# Quoted text

------------------------

In addition, there would be an annual cost-of-living inflation adjustment to the $30 million limit rounded to the nearest $100,000.

National Association of Bond Lawyers board member Jodie Smith, a partner at Maynard Cooper & Gale in Birmingham, Ala. which is located in Sewell's congressional district, said NABL summarizes the bill's impact in terms of three "I"s. It increases the limit on bank-qualified bonds to $30 million from $10 million, indexes the limit for inflation and shifts the authorization to the issuer.

The bill filing, which had been promised before the House left town until Sept. 9, offers a placeholder on the shelf for the House Ways and Means Committee to consider if the tax-writing committee takes up infrastructure financing later this year.

Although hope has dimmed for enactment of a major infrastructure package this year, House Ways and Means Committee Chairman Richard Neal, D-Mass., told reporters Thursday he’s hoping to revisit the issue in the fall.

“I would hope we are going to find some agreement with the president on infrastructure,” Neal said in response to a question from The Bond Buyer on whether the Sewell-Reed bill might be considered. “I haven’t given up on it.

Neal added, “I can’t say it’s going to get done. I think that by the time we get to September and October it seems to me that everybody’s thinking will be pretty refined on it. The questions and the disagreements are, you know, narrowing a bit. And the conversations are pretty fluid so that by the time we get back in the fall I am hoping we are going to figure out the path we’re going to take.”

Municipal finance industry groups that are members of the Public Finance Network have made the restoration of advance refunding and increasing the limit on bank qualified loans top priorities for inclusion in any infrastructure package.

Lawmakers in the House and Senate also have filed several bills proposing new categories for the use of tax-exempt private activity bonds and increasing the national limit on infrastructure-related PABs.

Charles Samuels of Mintz Levin, counsel to the National Association of Health & Educational Facilities Finance Authorities, said Friday that state issuers “are delighted” by the introduction of the bill.

“A small change in the law could unleash a tremendous amount of infrastructure, health and education projects by thousands of small governments and charities,” Samuels said in an email. “NAHEFFA and our allies in nonprofit education and healthcare will be working to add cosponsors to this valuable legislation.”

------------------------

# Exercise tasks
• 1. Decide whether each statement agrees with the article on the bank-qualified bond bill, answering yes or no and quoting the deciding words: (a) The bill raises the bank-qualified bond limit from $10 million to $30 million. (b) Neal said he had given up on reaching an infrastructure agreement with the president. (c) The annual inflation adjustment to the limit is rounded to the nearest $1 million.
• 2. Retype, word for word, the part of the article on the bank-qualified bond bill that opens with the words containing "Although hope has" and closes with "given up on it.".
• 3. Continue the article on the bank-qualified bond bill from where it stops.

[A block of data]

------------------------

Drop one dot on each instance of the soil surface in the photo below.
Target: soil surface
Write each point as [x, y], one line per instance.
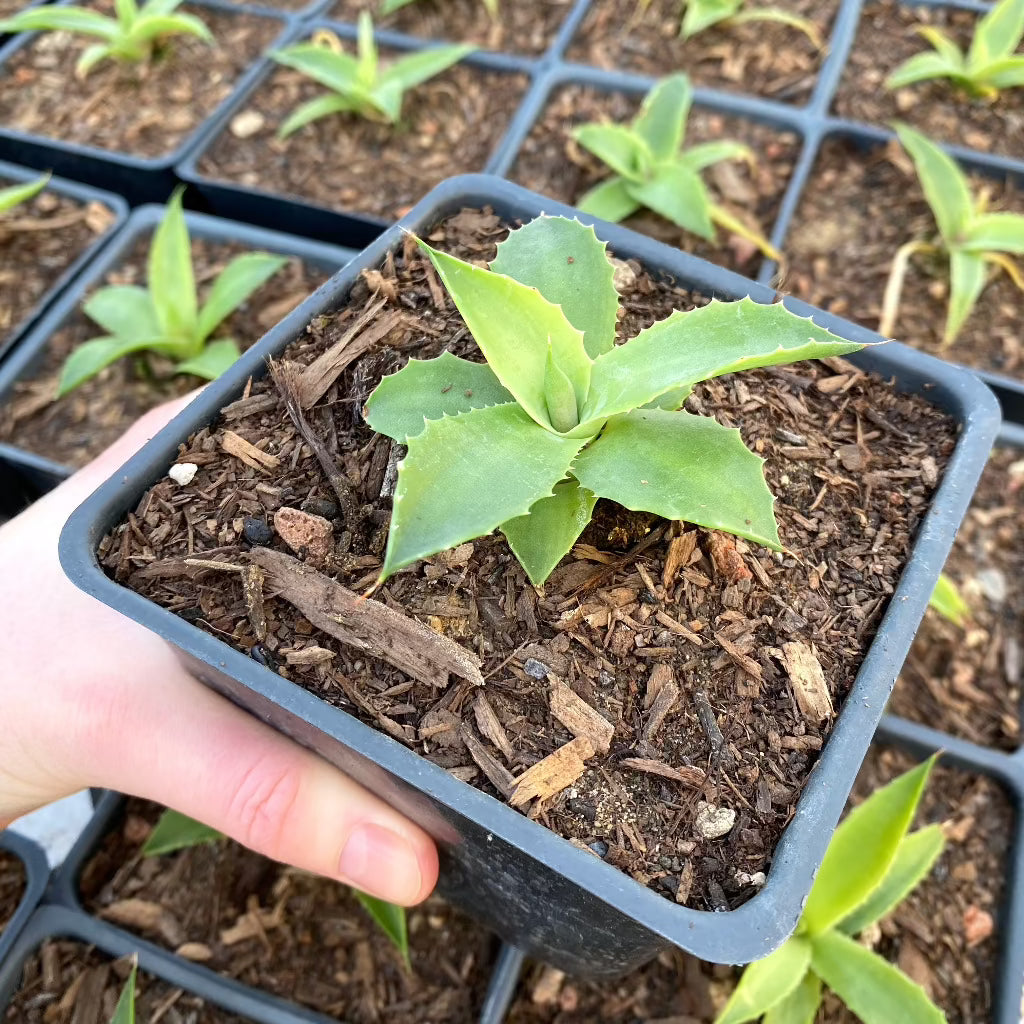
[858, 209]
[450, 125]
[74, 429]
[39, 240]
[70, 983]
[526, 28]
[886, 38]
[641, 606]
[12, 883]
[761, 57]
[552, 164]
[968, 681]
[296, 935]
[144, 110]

------------------------

# Task responses
• 1.
(a) Yes: "It increases the limit on bank-qualified bonds to $30 million from $10 million"
(b) No: "I haven’t given up on it."
(c) No: "rounded to the nearest $100,000"

• 2.
Although hope has dimmed for enactment of a major infrastructure package this year, House Ways and Means Committee Chairman Richard Neal, D-Mass., told reporters Thursday he’s hoping to revisit the issue in the fall.

“I would hope we are going to find some agreement with the president on infrastructure,” Neal said in response to a question from The Bond Buyer on whether the Sewell-Reed bill might be considered. “I haven’t given up on it.

• 3.
Mike Nicholas, CEO of the Bond Dealers of America, and Emily Brock, director of the federal liaison center of the Government Finance Officers Association, also applauded the bill introduction, saying they are working to identify sponsors for a Senate version of the bill as well as additional House cosponsors.

Nicholas said enactment of the bill would increase access to “a cost-effective method of financing for local governments and financing authorities and further incentivizing community banks to invest in tax-exempt bonds to finance important local projects.”

Bank qualified debt, also known as BQ debt and bank eligible, allows banks to deduct most of the carrying cost of that debt as a business cost. But it can only be sold by an issuer that issues no more than $10 million of tax-exempt bonds during the calendar year.

The tax reform law of 1986 set the bank-qualified limit at $10 million and it’s remained there except for a two-year period in 2009-2010 when the American Recovery and Reinvestment Act raised the limit to $30 million.

ARRA also applied the limitation to individual borrowers rather than conduit issuers, which the law snapped back to afterward.

Under the higher limit permitted by ARRA, the Wisconsin Health and Educational Facilities Authority served as the conduit issuer for 35 bank qualified placements totaling $340 million in 2009-2010. Thirty-two of those issuances were under $20 million and many were private placements with banks.

Although some banks don’t have an appetite for bank-qualified deals and can’t offer a lower rate, there are community and regional banks that remain interested in working with local institutions.